> **Work request 1**
Quote the records below, starting at their first line and continuing up to and including the line that contains "positive clicks: (918, 224) (1022, 192)".

** Opening Selected excerpt block **

Cohen’s photography confronts the viewer with a startling beauty, rapidly shifting from rough and confrontational to quiet, respectful, and serene. In Grim Street, filled with what Cohen calls “grab shots,” you can easily imagine the photographer guilefully patrolling the streets of Wilkes-Barre, the Pennsylvania mine-town he calls home. His camera, often prefocused and shot from the hip, scrolls around its subjects searching for tidbits of delectable detail. Then suddenly thrusting out towards its subjects, a strobe bursts, capturing a violently cropped spot of stockinged legs creeping around a corner, or a woman’s bared teeth and stretched lips. In these images emerges a cluttered world of visceral, sexualized encounters with the human body.

** Closing Selected excerpt block **

> **Work request 2**
Print the passage above on Cohen's photography word for word, from "Cohen’s photography confronts" up to and including "the human body.".

** Opening Data to use block **

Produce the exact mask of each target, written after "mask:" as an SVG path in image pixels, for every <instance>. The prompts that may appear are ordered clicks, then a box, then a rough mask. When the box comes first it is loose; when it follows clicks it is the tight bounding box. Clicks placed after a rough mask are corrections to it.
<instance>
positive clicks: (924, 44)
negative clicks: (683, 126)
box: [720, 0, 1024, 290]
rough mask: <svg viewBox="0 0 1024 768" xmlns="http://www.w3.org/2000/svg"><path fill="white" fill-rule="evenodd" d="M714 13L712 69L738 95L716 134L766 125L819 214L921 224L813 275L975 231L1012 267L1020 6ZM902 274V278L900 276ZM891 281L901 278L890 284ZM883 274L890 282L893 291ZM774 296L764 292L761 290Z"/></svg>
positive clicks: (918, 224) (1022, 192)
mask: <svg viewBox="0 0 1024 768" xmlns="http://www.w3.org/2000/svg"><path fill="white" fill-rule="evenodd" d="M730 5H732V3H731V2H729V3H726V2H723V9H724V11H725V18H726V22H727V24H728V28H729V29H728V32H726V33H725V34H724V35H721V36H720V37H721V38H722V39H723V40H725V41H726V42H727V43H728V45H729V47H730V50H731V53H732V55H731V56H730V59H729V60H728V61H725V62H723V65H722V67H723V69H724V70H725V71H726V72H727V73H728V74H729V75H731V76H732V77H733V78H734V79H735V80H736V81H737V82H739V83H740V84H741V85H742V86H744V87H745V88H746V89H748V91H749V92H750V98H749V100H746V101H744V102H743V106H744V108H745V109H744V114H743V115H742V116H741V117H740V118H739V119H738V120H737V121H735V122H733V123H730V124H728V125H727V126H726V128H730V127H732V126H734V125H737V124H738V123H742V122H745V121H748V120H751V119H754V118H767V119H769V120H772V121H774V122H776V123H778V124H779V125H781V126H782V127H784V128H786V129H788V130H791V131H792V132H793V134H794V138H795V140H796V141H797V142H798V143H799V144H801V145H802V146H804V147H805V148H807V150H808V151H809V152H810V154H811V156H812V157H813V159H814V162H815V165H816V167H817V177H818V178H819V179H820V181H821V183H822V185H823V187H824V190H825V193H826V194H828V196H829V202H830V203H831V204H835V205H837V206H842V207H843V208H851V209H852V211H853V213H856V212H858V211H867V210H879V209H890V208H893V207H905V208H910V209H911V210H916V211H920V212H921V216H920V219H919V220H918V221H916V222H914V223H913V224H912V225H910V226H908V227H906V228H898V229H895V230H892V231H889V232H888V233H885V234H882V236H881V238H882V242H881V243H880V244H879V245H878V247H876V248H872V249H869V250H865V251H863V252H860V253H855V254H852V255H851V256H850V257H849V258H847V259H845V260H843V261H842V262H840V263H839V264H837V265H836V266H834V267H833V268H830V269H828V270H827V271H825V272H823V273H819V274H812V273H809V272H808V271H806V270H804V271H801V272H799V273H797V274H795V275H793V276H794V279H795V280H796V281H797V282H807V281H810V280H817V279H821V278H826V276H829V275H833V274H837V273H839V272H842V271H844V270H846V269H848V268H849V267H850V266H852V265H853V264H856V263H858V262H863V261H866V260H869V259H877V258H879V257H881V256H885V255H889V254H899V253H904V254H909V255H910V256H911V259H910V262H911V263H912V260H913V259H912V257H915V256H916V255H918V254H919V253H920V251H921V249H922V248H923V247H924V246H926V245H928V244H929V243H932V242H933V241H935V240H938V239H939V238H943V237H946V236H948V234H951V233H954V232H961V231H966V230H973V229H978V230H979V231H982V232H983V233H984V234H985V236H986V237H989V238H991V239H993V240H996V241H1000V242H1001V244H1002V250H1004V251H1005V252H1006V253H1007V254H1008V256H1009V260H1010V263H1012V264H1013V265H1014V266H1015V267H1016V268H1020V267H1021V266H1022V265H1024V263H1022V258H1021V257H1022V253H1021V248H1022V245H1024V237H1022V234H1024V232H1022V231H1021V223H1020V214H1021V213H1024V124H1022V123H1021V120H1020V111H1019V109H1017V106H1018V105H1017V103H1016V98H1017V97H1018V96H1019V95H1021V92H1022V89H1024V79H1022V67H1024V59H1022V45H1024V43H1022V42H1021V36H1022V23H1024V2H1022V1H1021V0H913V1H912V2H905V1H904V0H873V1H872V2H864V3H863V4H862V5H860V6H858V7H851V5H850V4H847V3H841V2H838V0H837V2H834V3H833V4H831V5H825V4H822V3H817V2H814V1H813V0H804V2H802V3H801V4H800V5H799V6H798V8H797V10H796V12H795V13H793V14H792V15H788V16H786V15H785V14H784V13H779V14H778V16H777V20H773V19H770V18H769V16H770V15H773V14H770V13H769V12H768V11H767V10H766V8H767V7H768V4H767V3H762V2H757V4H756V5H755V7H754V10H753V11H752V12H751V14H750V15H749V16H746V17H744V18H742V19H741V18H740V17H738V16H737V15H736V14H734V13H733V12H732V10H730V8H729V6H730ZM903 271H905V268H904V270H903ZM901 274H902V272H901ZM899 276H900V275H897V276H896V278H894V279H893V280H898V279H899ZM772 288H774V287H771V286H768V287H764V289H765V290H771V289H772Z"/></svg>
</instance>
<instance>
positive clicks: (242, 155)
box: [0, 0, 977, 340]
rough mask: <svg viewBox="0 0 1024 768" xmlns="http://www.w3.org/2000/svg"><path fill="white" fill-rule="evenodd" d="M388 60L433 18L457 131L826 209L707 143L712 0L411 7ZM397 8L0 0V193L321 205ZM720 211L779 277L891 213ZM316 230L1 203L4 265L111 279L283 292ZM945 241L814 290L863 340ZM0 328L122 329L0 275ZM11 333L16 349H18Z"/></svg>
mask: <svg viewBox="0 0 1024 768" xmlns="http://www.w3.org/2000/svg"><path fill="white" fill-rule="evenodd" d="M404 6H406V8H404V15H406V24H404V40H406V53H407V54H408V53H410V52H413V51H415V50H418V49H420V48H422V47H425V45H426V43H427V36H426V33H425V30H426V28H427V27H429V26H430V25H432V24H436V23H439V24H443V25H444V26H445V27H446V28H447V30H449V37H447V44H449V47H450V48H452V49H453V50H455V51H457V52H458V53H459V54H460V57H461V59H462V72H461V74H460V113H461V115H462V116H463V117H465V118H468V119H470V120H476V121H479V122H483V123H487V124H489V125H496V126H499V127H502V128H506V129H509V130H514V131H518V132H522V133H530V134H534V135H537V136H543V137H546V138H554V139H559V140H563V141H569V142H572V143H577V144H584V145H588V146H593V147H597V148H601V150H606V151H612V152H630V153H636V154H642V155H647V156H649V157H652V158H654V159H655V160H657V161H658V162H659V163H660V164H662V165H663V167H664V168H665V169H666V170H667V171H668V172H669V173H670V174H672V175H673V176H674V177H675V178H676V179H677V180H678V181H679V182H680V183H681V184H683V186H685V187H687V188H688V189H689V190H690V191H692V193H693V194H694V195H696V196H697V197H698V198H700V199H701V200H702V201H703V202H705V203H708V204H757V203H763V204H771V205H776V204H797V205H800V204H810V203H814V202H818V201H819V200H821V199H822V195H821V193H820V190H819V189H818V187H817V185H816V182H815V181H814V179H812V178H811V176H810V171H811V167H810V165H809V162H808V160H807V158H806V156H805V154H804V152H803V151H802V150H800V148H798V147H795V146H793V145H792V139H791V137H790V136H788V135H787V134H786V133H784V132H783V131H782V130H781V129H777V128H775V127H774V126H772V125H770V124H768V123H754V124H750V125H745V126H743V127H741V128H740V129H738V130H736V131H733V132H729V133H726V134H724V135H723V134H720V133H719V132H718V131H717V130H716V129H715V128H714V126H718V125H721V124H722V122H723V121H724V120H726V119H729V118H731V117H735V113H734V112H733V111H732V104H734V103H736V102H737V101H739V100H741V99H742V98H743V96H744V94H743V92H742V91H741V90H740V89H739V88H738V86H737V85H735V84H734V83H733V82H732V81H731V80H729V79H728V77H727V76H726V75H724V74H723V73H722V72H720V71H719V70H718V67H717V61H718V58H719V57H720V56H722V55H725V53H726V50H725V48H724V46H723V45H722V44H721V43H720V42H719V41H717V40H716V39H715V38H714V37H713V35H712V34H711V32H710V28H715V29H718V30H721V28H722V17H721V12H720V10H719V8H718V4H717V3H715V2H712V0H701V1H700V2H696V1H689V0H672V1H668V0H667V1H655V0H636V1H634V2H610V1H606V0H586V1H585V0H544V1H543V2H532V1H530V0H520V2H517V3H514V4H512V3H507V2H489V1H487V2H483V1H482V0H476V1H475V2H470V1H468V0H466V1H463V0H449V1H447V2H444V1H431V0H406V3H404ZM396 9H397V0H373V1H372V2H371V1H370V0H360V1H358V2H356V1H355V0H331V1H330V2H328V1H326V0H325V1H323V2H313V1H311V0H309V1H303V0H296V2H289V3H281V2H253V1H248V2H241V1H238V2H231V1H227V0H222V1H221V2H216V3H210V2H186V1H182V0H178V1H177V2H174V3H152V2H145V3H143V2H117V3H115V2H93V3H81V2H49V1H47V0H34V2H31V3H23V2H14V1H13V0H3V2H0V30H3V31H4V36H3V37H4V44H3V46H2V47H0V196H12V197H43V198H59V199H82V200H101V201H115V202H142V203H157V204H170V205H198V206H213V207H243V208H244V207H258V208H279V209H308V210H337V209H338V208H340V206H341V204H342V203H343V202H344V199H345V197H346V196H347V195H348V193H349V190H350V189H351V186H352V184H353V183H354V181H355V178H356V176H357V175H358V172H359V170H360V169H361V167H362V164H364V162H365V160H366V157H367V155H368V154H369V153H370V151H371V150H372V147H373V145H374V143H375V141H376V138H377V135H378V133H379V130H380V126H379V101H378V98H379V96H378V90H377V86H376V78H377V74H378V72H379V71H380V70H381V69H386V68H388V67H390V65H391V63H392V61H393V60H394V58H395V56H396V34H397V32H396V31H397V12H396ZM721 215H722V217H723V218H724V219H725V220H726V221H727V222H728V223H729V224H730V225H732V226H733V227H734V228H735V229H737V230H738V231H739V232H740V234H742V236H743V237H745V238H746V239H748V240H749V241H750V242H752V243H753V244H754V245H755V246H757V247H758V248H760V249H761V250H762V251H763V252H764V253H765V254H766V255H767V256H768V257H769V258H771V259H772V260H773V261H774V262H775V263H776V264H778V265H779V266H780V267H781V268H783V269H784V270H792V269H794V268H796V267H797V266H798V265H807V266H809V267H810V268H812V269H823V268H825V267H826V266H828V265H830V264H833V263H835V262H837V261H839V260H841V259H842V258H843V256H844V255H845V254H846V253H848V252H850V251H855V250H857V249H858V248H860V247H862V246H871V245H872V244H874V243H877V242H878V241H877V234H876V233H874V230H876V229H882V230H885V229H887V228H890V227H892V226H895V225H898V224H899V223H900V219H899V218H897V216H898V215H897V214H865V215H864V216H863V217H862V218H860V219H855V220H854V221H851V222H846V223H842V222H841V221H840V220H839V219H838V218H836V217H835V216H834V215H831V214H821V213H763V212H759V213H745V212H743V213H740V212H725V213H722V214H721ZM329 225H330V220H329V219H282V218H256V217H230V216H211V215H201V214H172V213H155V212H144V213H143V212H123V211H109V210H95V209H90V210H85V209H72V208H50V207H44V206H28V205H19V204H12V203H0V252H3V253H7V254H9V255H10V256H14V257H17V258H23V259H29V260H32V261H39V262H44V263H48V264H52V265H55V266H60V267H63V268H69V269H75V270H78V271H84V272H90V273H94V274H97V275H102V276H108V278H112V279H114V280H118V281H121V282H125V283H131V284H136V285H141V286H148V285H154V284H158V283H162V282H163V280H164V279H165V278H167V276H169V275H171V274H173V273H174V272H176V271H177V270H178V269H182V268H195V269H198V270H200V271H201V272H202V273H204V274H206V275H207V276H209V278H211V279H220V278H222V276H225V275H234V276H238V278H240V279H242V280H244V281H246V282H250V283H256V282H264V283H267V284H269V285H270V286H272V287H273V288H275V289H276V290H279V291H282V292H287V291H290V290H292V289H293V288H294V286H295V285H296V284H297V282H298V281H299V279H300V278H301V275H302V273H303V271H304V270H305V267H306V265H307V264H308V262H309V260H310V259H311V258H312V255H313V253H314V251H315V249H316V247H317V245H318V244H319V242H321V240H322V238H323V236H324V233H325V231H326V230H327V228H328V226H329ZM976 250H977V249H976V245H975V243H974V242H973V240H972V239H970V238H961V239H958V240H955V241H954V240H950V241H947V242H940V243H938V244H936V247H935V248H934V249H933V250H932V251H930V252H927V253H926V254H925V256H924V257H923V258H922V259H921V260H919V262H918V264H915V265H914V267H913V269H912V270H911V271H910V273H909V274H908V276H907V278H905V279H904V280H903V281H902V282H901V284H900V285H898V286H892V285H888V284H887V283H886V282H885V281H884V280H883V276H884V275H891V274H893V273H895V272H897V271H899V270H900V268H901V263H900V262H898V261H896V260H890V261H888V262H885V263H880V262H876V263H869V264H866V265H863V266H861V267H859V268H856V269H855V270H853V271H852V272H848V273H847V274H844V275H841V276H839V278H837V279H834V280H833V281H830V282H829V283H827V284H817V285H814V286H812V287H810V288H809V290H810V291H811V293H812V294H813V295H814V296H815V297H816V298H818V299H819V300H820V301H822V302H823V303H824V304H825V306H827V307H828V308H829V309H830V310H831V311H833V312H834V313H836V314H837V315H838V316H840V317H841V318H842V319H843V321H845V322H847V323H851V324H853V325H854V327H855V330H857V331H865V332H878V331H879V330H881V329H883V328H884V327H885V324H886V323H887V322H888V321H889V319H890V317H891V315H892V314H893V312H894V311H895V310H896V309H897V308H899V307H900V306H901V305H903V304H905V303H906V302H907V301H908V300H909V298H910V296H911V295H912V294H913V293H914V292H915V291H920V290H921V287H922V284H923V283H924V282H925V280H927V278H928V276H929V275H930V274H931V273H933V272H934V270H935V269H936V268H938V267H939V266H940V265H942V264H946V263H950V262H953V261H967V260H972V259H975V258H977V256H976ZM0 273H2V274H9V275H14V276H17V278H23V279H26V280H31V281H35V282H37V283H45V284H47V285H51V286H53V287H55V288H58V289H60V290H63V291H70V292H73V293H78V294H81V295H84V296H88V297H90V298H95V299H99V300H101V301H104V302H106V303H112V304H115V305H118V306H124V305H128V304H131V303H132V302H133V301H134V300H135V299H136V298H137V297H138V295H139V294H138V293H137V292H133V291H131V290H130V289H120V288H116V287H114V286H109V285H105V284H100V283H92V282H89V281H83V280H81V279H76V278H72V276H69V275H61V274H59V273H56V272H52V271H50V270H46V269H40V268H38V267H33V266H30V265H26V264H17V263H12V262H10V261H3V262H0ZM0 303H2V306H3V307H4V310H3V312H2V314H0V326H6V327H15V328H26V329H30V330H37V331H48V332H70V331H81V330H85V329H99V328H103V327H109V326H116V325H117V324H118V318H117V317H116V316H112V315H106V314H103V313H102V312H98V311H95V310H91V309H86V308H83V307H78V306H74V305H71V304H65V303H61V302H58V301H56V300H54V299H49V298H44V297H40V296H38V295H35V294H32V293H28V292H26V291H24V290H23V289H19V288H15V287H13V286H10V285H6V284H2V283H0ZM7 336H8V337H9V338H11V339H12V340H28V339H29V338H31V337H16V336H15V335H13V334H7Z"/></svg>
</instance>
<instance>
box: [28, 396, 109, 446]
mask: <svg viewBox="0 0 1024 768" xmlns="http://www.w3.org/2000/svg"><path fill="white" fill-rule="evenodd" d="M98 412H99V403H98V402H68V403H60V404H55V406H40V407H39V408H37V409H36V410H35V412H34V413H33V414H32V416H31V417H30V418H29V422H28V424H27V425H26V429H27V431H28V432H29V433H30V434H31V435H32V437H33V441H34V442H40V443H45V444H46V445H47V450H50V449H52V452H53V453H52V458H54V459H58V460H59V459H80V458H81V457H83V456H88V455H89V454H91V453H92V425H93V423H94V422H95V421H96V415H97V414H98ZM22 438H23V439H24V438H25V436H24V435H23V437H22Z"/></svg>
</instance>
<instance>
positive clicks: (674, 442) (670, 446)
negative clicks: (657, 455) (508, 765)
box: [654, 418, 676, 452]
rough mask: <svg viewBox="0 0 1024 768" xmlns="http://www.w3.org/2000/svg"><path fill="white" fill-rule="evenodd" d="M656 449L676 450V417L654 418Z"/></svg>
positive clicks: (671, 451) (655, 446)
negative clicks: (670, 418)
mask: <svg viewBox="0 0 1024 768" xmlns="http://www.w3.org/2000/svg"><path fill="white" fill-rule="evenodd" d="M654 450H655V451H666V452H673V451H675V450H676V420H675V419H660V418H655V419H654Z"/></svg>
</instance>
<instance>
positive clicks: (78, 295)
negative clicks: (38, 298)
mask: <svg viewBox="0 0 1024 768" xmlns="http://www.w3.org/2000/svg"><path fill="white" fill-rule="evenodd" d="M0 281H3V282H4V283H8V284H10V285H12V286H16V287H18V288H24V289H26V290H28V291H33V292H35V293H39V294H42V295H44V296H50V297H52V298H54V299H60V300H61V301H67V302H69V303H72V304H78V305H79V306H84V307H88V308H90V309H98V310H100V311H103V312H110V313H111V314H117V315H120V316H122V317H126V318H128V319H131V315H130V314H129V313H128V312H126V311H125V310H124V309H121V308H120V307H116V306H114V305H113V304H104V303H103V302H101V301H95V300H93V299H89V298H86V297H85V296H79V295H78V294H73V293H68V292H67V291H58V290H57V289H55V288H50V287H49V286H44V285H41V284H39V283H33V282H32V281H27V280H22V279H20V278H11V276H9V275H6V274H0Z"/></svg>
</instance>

** Closing Data to use block **

> **Exercise answer 1**
Produce the exact mask of each target, written after "mask:" as an SVG path in image pixels, for every <instance>. The prompts that may appear are ordered clicks, then a box, then a rough mask. When the box comes first it is loose; when it follows clicks it is the tight bounding box. Clicks placed after a rough mask are corrections to it.
<instance>
positive clicks: (924, 44)
negative clicks: (683, 126)
box: [720, 0, 1024, 290]
rough mask: <svg viewBox="0 0 1024 768" xmlns="http://www.w3.org/2000/svg"><path fill="white" fill-rule="evenodd" d="M714 13L712 69L738 95L716 134L766 125L819 214L921 224L813 275L975 231L1012 267L1020 6ZM902 274V278L900 276ZM891 281L901 278L890 284ZM883 274L890 282L893 291ZM774 296L764 292L761 290Z"/></svg>
positive clicks: (918, 224) (1022, 192)

> **Exercise answer 2**
Cohen’s photography confronts the viewer with a startling beauty, rapidly shifting from rough and confrontational to quiet, respectful, and serene. In Grim Street, filled with what Cohen calls “grab shots,” you can easily imagine the photographer guilefully patrolling the streets of Wilkes-Barre, the Pennsylvania mine-town he calls home. His camera, often prefocused and shot from the hip, scrolls around its subjects searching for tidbits of delectable detail. Then suddenly thrusting out towards its subjects, a strobe bursts, capturing a violently cropped spot of stockinged legs creeping around a corner, or a woman’s bared teeth and stretched lips. In these images emerges a cluttered world of visceral, sexualized encounters with the human body.